-- start Data for the task --

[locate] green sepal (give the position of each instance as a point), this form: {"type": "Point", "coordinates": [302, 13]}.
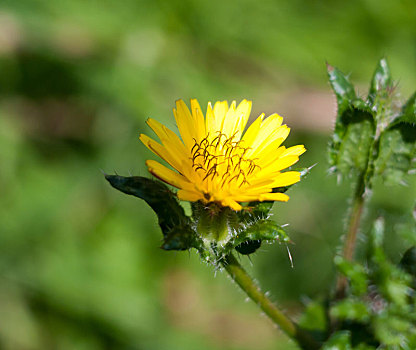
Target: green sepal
{"type": "Point", "coordinates": [174, 223]}
{"type": "Point", "coordinates": [304, 172]}
{"type": "Point", "coordinates": [396, 149]}
{"type": "Point", "coordinates": [409, 109]}
{"type": "Point", "coordinates": [355, 128]}
{"type": "Point", "coordinates": [381, 82]}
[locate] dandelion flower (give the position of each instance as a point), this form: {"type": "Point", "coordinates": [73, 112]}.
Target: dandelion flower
{"type": "Point", "coordinates": [214, 160]}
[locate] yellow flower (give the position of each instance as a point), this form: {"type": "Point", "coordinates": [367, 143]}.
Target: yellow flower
{"type": "Point", "coordinates": [216, 162]}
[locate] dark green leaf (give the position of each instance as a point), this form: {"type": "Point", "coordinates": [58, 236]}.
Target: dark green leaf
{"type": "Point", "coordinates": [355, 273]}
{"type": "Point", "coordinates": [343, 89]}
{"type": "Point", "coordinates": [304, 172]}
{"type": "Point", "coordinates": [352, 141]}
{"type": "Point", "coordinates": [266, 230]}
{"type": "Point", "coordinates": [396, 153]}
{"type": "Point", "coordinates": [339, 341]}
{"type": "Point", "coordinates": [314, 317]}
{"type": "Point", "coordinates": [381, 82]}
{"type": "Point", "coordinates": [179, 238]}
{"type": "Point", "coordinates": [172, 218]}
{"type": "Point", "coordinates": [408, 262]}
{"type": "Point", "coordinates": [248, 247]}
{"type": "Point", "coordinates": [409, 109]}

-- end Data for the task --

Given instruction → Recast the entries above as a two-column CSV with the header columns "entry_text" and "entry_answer", one row per entry. Put each entry's text and its answer in a single quoted field, replace any line breaks with spaces, and omit the pictures.

In response →
entry_text,entry_answer
"[locate] green sepal (give the position of each instance as a point), this form: {""type"": ""Point"", ""coordinates"": [302, 13]}. Target: green sepal","{""type"": ""Point"", ""coordinates"": [174, 223]} {""type"": ""Point"", ""coordinates"": [304, 172]} {""type"": ""Point"", ""coordinates"": [396, 149]} {""type"": ""Point"", ""coordinates"": [409, 109]} {""type"": ""Point"", ""coordinates"": [355, 128]} {""type"": ""Point"", ""coordinates"": [381, 82]}"
"[locate] dandelion flower (give the position of each instance as a point), this form: {""type"": ""Point"", ""coordinates"": [73, 112]}. Target: dandelion flower","{""type"": ""Point"", ""coordinates"": [214, 160]}"
"[locate] yellow flower (give the position of each instance as a point), this form: {""type"": ""Point"", ""coordinates"": [367, 143]}. Target: yellow flower","{""type"": ""Point"", ""coordinates"": [216, 162]}"
"[locate] dark green leaf (give the position of each instance as a point), this form: {""type"": ""Point"", ""coordinates"": [58, 236]}. Target: dark green leaf","{""type"": ""Point"", ""coordinates"": [355, 273]} {""type"": ""Point"", ""coordinates"": [343, 89]} {""type"": ""Point"", ""coordinates"": [304, 172]} {""type"": ""Point"", ""coordinates"": [352, 141]} {""type"": ""Point"", ""coordinates"": [266, 230]} {""type"": ""Point"", ""coordinates"": [396, 153]} {""type"": ""Point"", ""coordinates"": [339, 341]} {""type"": ""Point"", ""coordinates"": [314, 317]} {""type"": ""Point"", ""coordinates"": [381, 82]} {""type"": ""Point"", ""coordinates"": [179, 238]} {""type"": ""Point"", ""coordinates"": [172, 218]} {""type"": ""Point"", ""coordinates"": [408, 262]} {""type"": ""Point"", ""coordinates"": [248, 247]} {""type"": ""Point"", ""coordinates"": [409, 109]}"